:: 本文

プルーフポイント、ランサムウェアとフィッシング攻撃の傾向を明らかにした年次レポート「2021 State of the Phish」日本語版を発表
リモートワーク用にカスタマイズされたセキュリティ意識向上トレーニングの必要性が明確に
2021年4月6日、サイバーセキュリティとコンプライアンス分野のリーディング カンパニーである日本プルーフポイント株式会社 (本社:東京都港区、代表取締役社長:茂木正之、以下プルーフポイント)は本日、年次レポートの最新版「2021 State of the Phish(フィッシング脅威の全容)」(https://www.proofpoint.com/jp/resources/threat-reports/state-of-phish)の日本語版を発表しました。本レポートは、企業のフィッシング体験を調査し、ユーザーの意識、脆弱性、及びレジリエンス(回復力)について詳細に分析したものです。調査対象となった情報セキュリティプロフェッショナルの75%以上が、広範囲にわたるフィッシング攻撃(成功・失敗含む)に直面していると回答しています。また、ランサムウェア感染の影響は、第三者によるグローバル調査の回答者の66%に達しました。

::::

**作業指示**
- 1) 本文によると、第三者によるグローバル調査の回答者のうち、ランサムウェア感染の影響を受けた割合は何%ですか。
- 2) フィッシング脅威レポートの発表を扱う本文を、最後の文の後から書き継いでください。
この後のエントリは本文と無関係です。

:: 提供資料

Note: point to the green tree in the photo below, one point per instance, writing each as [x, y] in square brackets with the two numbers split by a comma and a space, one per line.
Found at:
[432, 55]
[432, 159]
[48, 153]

::::

**解答**
- 1) 66%です。

- 2)
概要
今回の「2021 State of the Phish」レポートは、主要7カ国(日本、アメリカ、オーストラリア、フランス、ドイツ、スペイン、イギリス)における情報セキュリティプロフェッショナル600人(日本とオーストラリア:各50人、その他5カ国:各100人)を対象としたグローバルな第三者調査、および同7カ国の成人労働者3,500人(各国500人)を対象とした第三者調査結果をハイライトしています。また、プルーフポイントの顧客企業・組織が従業員に送信した6,000万件以上の模擬フィッシング攻撃のデータと、ユーザーが操作するフィッシュアラーム(PhishAlarm reporting button)(https://www.proofpoint.com/jp/products/phishalarm-email-reporting-analysis)から報告された約1,500万通の電子メールのデータを分析しています。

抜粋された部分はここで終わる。